→ **Aim A**
In the article about Trump's immunity brief, on what date was his opening brief filed?

→ **Supplied text**
------------------------------------------------------------
The Return of Trump’s Big Lie
He’s back to loudly
claiming—even in court—that the 2020 election was stolen from him. His lawyers
should be held accountable.
JAN 3, 2024
ON TUESDAY, DONALD TRUMP’S LAWYERS
filed his final brief in support of his attempt to
convince a federal appeals court that he is absolutely immune from prosecution
for actions that he took during his term in office, including any criminal
actions relating to the January 6th insurrection at the Capitol. The lies
packed into this brief should carry sanctions for the attorneys whose names
appear on the front page.
Before digging into the heap of
falsehoods, let’s get this out of the way: Trump’s “I-was-a-king” immunity
argument is utterly unconvincing. The Constitution says
nothing about presidential immunity (unlike immunity for members of Congress),
but the Supreme Court has reasonably held that presidents cannot be routinely
sued or prosecuted for good-faith decisions made in office, so it has erected a
balancing test to protect official presidential acts. In his opening brief filed on December 23, Trump argues
there are five categories of protected official activity in Special Counsel
Jack Smith’s case against him:
- his tweets
about the outcome of the 2020 election “contending that the election was
tainted by fraud and irregularities”;
- his
communications “with the Acting Attorney General and officials at the U.S.
Department of Justice about investigating election crimes and possibly
appointing a new Acting Attorney General”;
- his
communications “with state officials about the administration of the
federal election,” in which he “urged them to exercise their official
responsibilities in accordance with extensive information that the
election was tainted by fraud and irregularities”;
- his
communications “with the Vice President, in his legislative capacity as
President of the Senate,” and attempts “to communicate with other members
of Congress in order to urge them to exercise their official duties with
respect to the certification of the federal election according to
President Trump’s view of the national interest”; and
- the
organization by “other individuals” of “slates of alternate electors from
seven States to provide a justification for the Vice President to exercise
his official duties in the manner urged by President Trump.”
Translation: Trump’s view of the
Constitution and the law was the law, regardless of the truth.
Underlying all those activities is the
Big Lie—the set of falsehoods that Trump repeated about the 2020 presidential
election being stolen. The Big Lie was the factual foundation for everything
that followed. It was the subject of the dozens of lawsuits that Trump filed
and lost across the country in November and December 2020. It was because of
the Big Lie that people died on January 6th. And it is because of the Big Lie
that hundreds of Americans have been sentenced
for crimes committed on that day.
But Trump knew that what he calls
“fraud and irregularities” in the 2020 election did not exist. The
House January 6th Committee spelled this out in detail in its final report, explaining exactly how Trump “was
informed over and over again, by his senior appointees, campaign experts and
those who had served him for years, that his election fraud allegations were
nonsense.”
------------------------------------------------------------
→ **Records from a collection**
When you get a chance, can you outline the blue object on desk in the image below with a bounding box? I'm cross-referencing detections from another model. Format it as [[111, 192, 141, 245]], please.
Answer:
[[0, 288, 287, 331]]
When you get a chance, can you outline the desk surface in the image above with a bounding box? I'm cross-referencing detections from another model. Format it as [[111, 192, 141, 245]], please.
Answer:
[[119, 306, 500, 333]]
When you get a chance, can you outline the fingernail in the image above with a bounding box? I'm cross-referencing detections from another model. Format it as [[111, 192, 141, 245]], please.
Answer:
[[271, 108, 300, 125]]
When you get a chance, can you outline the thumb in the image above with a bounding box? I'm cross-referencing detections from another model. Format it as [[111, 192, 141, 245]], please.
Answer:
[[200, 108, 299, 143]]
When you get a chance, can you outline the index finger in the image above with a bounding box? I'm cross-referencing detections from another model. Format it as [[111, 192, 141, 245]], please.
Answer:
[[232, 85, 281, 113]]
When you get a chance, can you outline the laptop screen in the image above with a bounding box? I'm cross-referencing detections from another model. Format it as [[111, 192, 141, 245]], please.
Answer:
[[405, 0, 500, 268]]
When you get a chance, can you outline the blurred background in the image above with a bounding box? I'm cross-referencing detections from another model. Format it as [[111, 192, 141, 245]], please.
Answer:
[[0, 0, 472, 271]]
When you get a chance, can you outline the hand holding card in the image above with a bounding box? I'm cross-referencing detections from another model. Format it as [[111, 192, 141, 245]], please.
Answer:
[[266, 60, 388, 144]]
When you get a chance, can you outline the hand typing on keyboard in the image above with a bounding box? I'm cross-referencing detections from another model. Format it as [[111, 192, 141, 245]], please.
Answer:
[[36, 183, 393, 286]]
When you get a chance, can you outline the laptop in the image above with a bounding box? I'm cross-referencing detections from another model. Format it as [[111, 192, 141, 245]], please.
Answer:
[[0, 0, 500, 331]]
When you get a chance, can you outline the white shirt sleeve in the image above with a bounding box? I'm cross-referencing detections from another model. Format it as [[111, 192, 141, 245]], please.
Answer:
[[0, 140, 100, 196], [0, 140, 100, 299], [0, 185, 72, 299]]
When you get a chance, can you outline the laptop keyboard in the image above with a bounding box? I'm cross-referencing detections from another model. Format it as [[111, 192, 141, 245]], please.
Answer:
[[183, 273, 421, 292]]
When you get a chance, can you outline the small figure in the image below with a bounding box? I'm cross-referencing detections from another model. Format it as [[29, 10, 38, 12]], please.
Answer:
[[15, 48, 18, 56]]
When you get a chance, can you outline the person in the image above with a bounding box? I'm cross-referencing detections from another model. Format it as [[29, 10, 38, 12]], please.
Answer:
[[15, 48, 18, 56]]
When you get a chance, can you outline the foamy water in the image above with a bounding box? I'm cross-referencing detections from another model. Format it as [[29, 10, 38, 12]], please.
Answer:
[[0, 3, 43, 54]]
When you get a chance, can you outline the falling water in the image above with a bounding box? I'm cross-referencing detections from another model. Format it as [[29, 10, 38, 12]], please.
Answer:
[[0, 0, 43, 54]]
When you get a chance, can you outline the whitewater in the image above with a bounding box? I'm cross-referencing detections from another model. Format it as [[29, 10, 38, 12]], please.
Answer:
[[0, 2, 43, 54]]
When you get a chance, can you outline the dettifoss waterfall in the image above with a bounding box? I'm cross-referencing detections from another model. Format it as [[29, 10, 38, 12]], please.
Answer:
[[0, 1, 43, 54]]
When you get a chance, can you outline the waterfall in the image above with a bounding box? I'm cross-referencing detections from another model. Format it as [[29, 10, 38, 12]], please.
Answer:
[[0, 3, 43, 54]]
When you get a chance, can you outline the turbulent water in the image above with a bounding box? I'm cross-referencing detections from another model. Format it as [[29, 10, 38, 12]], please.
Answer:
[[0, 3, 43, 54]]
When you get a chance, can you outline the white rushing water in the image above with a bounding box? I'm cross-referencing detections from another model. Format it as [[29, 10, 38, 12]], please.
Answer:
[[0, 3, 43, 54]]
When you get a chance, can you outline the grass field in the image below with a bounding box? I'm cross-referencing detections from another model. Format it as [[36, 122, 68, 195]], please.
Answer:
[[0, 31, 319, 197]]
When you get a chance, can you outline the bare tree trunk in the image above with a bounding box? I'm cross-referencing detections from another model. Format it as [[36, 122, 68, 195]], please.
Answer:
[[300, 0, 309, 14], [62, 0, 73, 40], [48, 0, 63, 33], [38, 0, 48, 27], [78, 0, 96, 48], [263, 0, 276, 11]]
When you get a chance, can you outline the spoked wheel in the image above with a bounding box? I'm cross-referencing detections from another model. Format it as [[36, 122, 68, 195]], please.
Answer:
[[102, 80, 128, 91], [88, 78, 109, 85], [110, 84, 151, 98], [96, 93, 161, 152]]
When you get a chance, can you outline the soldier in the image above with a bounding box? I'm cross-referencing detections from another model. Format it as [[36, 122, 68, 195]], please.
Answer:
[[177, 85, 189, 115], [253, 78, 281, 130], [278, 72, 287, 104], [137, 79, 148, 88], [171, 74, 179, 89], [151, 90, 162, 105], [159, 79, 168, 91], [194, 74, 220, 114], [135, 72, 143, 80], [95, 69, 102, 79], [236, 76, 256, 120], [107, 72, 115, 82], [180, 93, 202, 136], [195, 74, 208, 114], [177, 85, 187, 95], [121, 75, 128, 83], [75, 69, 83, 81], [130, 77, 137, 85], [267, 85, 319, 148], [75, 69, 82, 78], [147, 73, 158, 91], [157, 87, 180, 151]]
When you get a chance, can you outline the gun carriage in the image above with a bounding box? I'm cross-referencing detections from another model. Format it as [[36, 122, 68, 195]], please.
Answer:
------------------------------------------------------------
→ **Aim B**
Copy out, word for word, the part of the rows that opens at their first line and closes with the line containing "[[0, 288, 287, 331]]", both ends included.

→ **Complete output A**
December 23.

→ **Complete output B**
When you get a chance, can you outline the blue object on desk in the image below with a bounding box? I'm cross-referencing detections from another model. Format it as [[111, 192, 141, 245]], please.
Answer:
[[0, 288, 287, 331]]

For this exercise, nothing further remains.